### [What you are asked to do]
Reproduce every one of the records below word for word, keeping each line as it stands.

### [Information provided]
==================================================

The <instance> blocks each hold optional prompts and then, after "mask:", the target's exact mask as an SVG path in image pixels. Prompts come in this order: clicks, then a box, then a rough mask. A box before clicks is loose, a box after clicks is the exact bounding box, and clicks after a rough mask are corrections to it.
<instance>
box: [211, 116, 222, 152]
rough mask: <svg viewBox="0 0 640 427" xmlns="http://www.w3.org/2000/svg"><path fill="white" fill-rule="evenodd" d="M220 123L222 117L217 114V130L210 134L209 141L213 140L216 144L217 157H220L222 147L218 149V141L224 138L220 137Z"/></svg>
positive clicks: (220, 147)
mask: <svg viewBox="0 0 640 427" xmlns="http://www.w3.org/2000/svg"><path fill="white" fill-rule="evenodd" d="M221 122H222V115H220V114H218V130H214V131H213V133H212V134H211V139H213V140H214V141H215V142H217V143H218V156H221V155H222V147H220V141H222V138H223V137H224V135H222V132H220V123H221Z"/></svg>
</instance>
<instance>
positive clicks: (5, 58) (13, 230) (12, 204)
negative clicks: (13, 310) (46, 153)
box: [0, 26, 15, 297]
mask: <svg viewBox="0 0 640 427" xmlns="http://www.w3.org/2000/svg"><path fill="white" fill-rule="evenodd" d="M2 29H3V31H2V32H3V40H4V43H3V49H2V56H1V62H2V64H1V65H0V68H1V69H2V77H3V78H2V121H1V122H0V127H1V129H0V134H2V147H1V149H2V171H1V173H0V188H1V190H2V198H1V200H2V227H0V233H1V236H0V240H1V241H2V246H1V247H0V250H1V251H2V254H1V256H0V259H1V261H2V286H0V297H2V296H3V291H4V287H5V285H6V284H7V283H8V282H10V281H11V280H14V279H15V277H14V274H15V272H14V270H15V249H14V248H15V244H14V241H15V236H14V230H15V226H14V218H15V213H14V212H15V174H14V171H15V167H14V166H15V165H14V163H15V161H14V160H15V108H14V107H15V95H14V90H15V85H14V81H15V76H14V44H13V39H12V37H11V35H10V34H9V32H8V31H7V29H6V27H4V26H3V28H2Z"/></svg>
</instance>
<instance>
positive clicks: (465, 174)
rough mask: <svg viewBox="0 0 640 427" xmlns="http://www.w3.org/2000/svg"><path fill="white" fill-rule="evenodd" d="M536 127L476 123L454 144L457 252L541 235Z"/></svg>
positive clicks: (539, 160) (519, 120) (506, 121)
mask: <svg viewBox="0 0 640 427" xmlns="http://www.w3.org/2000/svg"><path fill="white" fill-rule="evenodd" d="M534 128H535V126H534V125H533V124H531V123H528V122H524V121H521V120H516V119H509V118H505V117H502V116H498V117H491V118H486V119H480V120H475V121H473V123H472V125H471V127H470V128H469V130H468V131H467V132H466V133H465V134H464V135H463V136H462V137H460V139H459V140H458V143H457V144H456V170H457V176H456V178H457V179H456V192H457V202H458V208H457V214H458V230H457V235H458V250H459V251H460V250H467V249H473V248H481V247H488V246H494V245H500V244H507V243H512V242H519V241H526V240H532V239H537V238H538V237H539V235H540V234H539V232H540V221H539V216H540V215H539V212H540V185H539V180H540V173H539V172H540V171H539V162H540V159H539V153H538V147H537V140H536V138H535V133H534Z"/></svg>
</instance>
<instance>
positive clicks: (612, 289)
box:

==================================================

### [Response to the exercise]
The <instance> blocks each hold optional prompts and then, after "mask:", the target's exact mask as an SVG path in image pixels. Prompts come in this order: clicks, then a box, then a rough mask. A box before clicks is loose, a box after clicks is the exact bounding box, and clicks after a rough mask are corrections to it.
<instance>
box: [211, 116, 222, 152]
rough mask: <svg viewBox="0 0 640 427" xmlns="http://www.w3.org/2000/svg"><path fill="white" fill-rule="evenodd" d="M220 123L222 117L217 114V130L210 134L209 141L213 140L216 144L217 157H220L222 147L218 149V141L224 138L220 137Z"/></svg>
positive clicks: (220, 147)
mask: <svg viewBox="0 0 640 427" xmlns="http://www.w3.org/2000/svg"><path fill="white" fill-rule="evenodd" d="M221 122H222V115H220V114H218V130H214V131H213V133H212V134H211V139H213V140H214V141H215V142H217V143H218V156H221V155H222V147H220V141H222V138H223V137H224V135H222V132H220V123H221Z"/></svg>
</instance>
<instance>
positive clicks: (5, 58) (13, 230) (12, 204)
negative clicks: (13, 310) (46, 153)
box: [0, 26, 15, 297]
mask: <svg viewBox="0 0 640 427" xmlns="http://www.w3.org/2000/svg"><path fill="white" fill-rule="evenodd" d="M2 29H3V31H2V32H3V40H4V43H3V49H2V56H1V62H2V64H1V65H0V68H1V69H2V77H3V78H2V121H1V122H0V127H1V129H0V134H2V147H1V149H2V171H1V173H0V188H1V190H2V198H1V200H2V227H0V233H1V236H0V240H1V241H2V246H1V247H0V250H1V251H2V254H1V256H0V259H1V261H2V286H0V297H2V296H3V291H4V287H5V285H6V284H7V283H8V282H10V281H11V280H14V279H15V277H14V274H15V272H14V270H15V249H14V248H15V244H14V241H15V236H14V230H15V226H14V218H15V213H14V212H15V174H14V171H15V167H14V166H15V165H14V163H15V161H14V160H15V108H14V107H15V95H14V90H15V85H14V81H15V76H14V44H13V39H12V37H11V35H10V34H9V32H8V31H7V29H6V27H4V26H3V28H2Z"/></svg>
</instance>
<instance>
positive clicks: (465, 174)
rough mask: <svg viewBox="0 0 640 427" xmlns="http://www.w3.org/2000/svg"><path fill="white" fill-rule="evenodd" d="M536 127L476 123L454 144L457 252L541 235Z"/></svg>
positive clicks: (539, 160) (519, 120) (506, 121)
mask: <svg viewBox="0 0 640 427" xmlns="http://www.w3.org/2000/svg"><path fill="white" fill-rule="evenodd" d="M534 128H535V126H534V125H533V124H531V123H528V122H524V121H521V120H516V119H509V118H505V117H502V116H498V117H491V118H486V119H480V120H475V121H473V123H472V125H471V127H470V128H469V130H468V131H467V132H466V133H465V134H464V135H463V136H462V137H460V139H459V140H458V143H457V144H456V170H457V176H456V178H457V179H456V192H457V202H458V208H457V214H458V230H457V235H458V250H459V251H460V250H467V249H473V248H481V247H488V246H494V245H500V244H507V243H512V242H519V241H526V240H532V239H537V238H538V237H539V235H540V234H539V232H540V221H539V216H540V215H539V212H540V185H539V180H540V173H539V172H540V171H539V162H540V159H539V153H538V147H537V140H536V138H535V133H534Z"/></svg>
</instance>
<instance>
positive clicks: (612, 289)
box:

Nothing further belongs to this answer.